◆ **YOUR ASSIGNMENT**
Leave the pictures aside and give back every entry below word for word.
• • • •
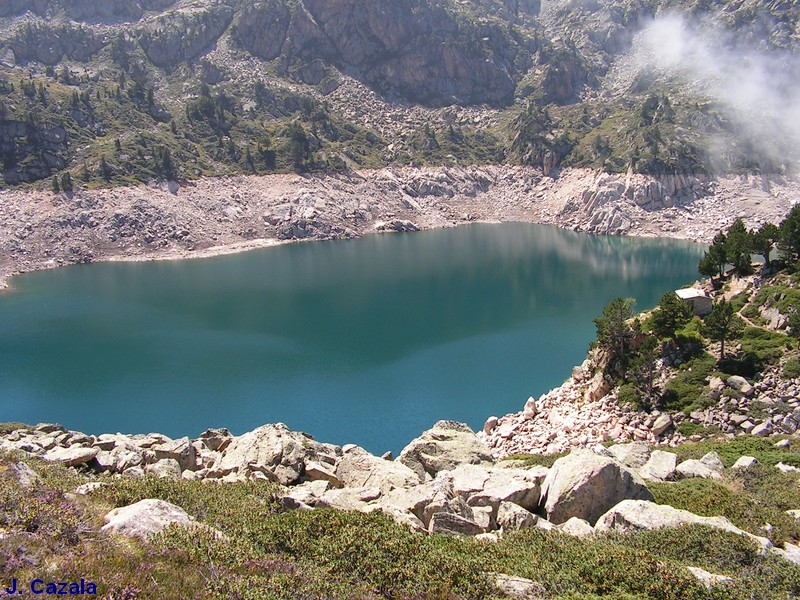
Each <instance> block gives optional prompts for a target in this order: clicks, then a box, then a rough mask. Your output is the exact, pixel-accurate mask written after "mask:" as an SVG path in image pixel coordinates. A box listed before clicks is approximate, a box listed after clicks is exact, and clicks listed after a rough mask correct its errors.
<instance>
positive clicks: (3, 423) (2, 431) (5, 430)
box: [0, 421, 33, 435]
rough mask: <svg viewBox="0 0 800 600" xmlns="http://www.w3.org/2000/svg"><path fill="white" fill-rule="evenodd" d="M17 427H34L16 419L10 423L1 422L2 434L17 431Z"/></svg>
• • • •
◆ **RESULT OF THIS EXERCISE**
Each <instance> block gives optional prompts for a target in this order: clicks, then a box, then a rough mask. Your output is the exact, pixel-accurate mask written after "mask:" as an SVG path in image pixel coordinates. A box listed before clicks is approximate, a box listed after clicks is exact, and clicks listed after a rough mask correct its errors.
<instance>
positive clicks: (3, 423) (2, 431) (5, 430)
box: [0, 421, 33, 435]
rough mask: <svg viewBox="0 0 800 600" xmlns="http://www.w3.org/2000/svg"><path fill="white" fill-rule="evenodd" d="M17 427H34L16 419L10 423L1 422L2 434L17 431Z"/></svg>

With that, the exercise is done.